Problems to work on –
1 – Report every line in the listing that contains the string "snow", matching case exactly.
2 – Pick up the Market Street modding post after its last sentence and keep writing.

Page excerpt –
◆ ◆ ◆ ◆ ◆
Monday, March 20, 2017

How to Mod the Lepin or Lego Market Street Modular

These last couple of weeks have been especially chilly so it was comforting just to laze around at home with a mug of hot chocolate and play with my fake Lego brick sets.  I've been wanting to modify my Lepin 15007 Market Street modular, so this was an opportune time to attack the project.

If you don't know what the Lepin Market Street modular building looks like, here it is.  It's an identical bootleg of the Lego Market Street modular model 10190.  If you want to see my past review of the Lepin Market Street modular you can find it here.

The changes I'm showing you today could be applied to either the Lepin clone or the Lego original modular.

My changes are focused primarily on the building itself and not the adjoining covered market stall.

You might know that I'm not a big fan of the Market Street design.  Specifically, I don't like the front facade with it's repetitive use of windows and doors.  I decided to blow out the staircase leading up to the front door.  I also had a spare bay window part and did a test fit on the main floor to see how it would look.

You might have noticed the little bike on top of the bay window.  My plan was to convert the Market Street building into a three storey bike shop. I will review each floor in more detail later in this post.

Here's what the building  looks today.  I've retained the original footprint of the building and the original colours on each of the three floors of the Market Street design.  I also kept intact the beige detail features on the first and second floors.

The overall height of the building hasn't changed too much.  I reduced the height of the raised foundation and increased the remainder of the floor heights, particularly on the third floor. I had to supplement some white and dark gray bricks because I didn't have enough dark blue and light blue bricks to use.

Credit goes out to for the idea of the Hub sign.  I found it while searching for Lego bike shop pictures on the internet.  Here's the link to their cool moc, the Lego HUB Bike Shop Cafe.
◆ ◆ ◆ ◆ ◆
Records for this task –
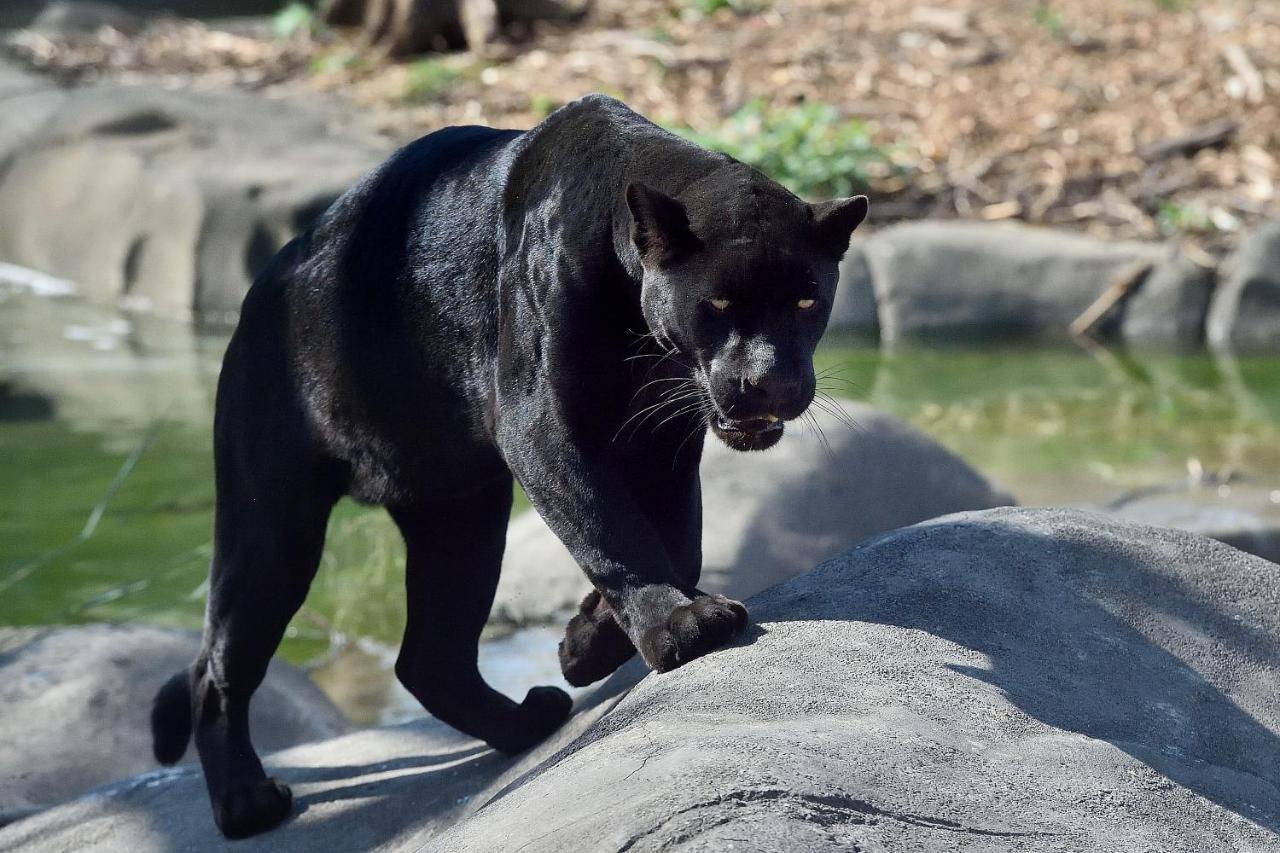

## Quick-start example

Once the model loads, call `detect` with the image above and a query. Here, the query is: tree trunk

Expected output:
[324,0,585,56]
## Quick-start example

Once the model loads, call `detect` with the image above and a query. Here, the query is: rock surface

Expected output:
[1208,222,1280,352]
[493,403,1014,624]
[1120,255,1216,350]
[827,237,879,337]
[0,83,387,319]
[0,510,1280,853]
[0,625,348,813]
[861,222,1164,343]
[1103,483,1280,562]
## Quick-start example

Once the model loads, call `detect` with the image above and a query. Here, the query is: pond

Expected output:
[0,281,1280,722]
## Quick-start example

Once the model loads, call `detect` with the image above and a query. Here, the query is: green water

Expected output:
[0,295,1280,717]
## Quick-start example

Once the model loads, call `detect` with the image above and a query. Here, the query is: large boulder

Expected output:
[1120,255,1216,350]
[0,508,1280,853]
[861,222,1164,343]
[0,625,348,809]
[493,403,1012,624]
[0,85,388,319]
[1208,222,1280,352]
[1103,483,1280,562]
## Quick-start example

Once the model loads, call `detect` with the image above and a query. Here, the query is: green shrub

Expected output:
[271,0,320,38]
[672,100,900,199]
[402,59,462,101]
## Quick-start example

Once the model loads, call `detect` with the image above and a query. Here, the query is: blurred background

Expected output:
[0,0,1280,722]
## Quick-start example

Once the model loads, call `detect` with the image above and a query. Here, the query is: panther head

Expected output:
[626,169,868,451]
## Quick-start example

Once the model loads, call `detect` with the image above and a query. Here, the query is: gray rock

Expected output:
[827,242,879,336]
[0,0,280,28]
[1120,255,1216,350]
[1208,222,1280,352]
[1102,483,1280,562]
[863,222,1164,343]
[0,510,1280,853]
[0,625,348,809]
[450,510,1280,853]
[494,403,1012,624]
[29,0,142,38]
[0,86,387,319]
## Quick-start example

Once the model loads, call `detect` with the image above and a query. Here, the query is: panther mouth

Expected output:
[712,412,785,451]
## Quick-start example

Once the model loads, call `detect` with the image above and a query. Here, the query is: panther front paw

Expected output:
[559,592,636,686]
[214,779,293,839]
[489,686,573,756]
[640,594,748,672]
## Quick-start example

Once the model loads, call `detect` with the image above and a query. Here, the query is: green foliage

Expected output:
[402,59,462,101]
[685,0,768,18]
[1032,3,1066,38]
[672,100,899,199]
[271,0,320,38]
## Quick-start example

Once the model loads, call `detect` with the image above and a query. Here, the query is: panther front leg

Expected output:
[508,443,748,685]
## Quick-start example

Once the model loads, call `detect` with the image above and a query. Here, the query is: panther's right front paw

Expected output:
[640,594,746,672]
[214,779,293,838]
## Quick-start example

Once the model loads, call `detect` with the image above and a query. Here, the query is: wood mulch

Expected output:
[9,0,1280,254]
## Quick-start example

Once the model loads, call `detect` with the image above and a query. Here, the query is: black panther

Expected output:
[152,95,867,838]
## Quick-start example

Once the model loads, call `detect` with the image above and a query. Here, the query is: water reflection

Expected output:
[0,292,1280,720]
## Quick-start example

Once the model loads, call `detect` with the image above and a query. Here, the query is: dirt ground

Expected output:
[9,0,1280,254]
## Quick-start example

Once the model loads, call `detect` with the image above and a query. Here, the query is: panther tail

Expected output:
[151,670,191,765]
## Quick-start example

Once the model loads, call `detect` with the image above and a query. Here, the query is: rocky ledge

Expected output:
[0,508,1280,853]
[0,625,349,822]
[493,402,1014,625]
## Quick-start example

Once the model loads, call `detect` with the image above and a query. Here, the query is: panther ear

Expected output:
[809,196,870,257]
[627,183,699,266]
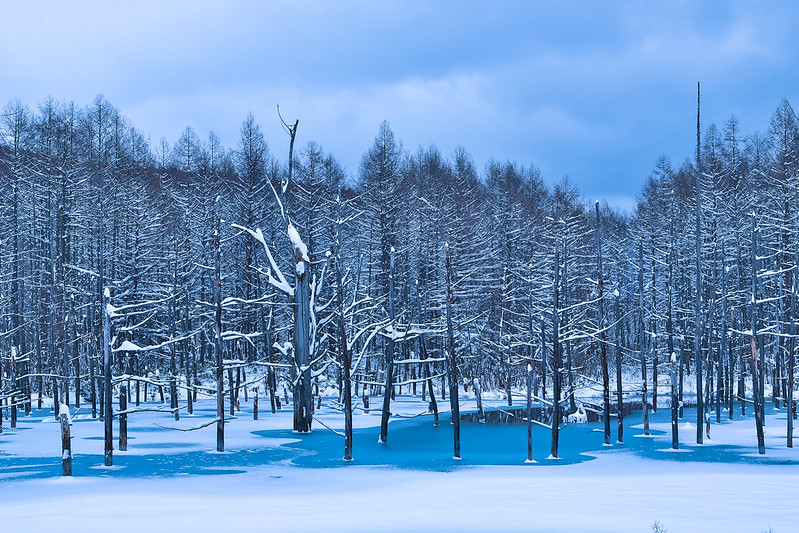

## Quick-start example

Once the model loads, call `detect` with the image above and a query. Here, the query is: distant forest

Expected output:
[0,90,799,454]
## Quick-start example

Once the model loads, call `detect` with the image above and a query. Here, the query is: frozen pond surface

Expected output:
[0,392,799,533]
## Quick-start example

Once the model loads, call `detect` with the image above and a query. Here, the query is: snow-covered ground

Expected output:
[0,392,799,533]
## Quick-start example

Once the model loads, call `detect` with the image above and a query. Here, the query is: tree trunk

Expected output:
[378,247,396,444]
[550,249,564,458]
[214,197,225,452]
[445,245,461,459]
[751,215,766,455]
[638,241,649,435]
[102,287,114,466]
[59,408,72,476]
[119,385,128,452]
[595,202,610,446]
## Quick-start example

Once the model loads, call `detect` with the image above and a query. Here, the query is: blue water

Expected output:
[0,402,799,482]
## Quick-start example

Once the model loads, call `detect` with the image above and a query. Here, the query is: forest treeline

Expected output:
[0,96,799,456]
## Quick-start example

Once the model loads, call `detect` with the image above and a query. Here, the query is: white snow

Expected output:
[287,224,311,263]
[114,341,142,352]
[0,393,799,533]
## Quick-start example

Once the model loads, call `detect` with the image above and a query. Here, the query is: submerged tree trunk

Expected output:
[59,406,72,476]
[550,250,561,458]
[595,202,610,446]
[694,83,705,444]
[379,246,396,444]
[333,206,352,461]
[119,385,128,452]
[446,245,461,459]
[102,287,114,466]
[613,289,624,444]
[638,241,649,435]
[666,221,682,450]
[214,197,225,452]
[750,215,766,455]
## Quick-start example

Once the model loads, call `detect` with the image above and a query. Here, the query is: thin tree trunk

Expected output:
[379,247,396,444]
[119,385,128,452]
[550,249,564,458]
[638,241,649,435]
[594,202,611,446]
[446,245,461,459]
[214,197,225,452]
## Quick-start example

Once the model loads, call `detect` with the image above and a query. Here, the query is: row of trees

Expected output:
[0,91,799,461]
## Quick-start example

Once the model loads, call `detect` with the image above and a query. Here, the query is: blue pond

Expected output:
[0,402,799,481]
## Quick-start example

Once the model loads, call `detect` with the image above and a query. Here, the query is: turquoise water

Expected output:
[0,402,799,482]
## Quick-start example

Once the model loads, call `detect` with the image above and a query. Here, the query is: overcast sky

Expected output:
◆ ◆ ◆ ◆ ◆
Written responses –
1 –
Once the model loads, call `detect` with the image above and a query. Here, the query is: snow-covered ground
Once the model loads, call `detect` with the image above and a query. Here, the query is: white snow

2 –
If you recall, the original Market Street design had bricked-in windows in the rear.  I added some windows on the first and second floor.

I might replace the first floor window with a door and add a winch to the second floor to hoist bikes up to the second floor.

I've got a small window and another full height window on the second floor which I can change to a door in future.

On the first floor, I removed the foundation windows and staircase.  The front door was relocated to the side instead of being in the centre in order to accommodate the new bay window.  I added some new steps leading up to the front door and planted some flowers under the bay window.  I retained the original awning and little windows over the front door.  

On the second floor, I added larger windows and the Hub sign on the front.  I toyed with idea of making the entire front all large windows but then changed my mind and decided to put in a smaller window with a flower box instead.

Here is one of the second floor designs I considered.  I might still attach the bike back onto the Hub sign.  Feel free to comment if you prefer the three large window design or the two large and one small window design.

I really liked the little third floor terrace that came with original Market Street design, but I had to get rid of it to accommodate my new studio apartment.  I've kept one of the arched windows and the original door gets replaced by a window.

The terrace is gone, so sad.

The rooftop is removable to access the third floor.

Now, lets look at the inside.   Here's the first floor.  It is dedicated to bike sales and there are a few on display.  I have a counter and computer display/cash.  I need to add some more bike accessories, like bike pumps, handle bars and baskets in future.  I should have added a customer mini figure to keep the clerk company.

Oh, I should mention that the original Market Street building had a staircase right in the middle of each floor.  I decided to move the stairs to the back of the building to allow more useable floor space.

In case you were wondering, the building is completely modular.  Here's all the separate floors and roof.

Here's the second floor interior.  This is where bike service is performed.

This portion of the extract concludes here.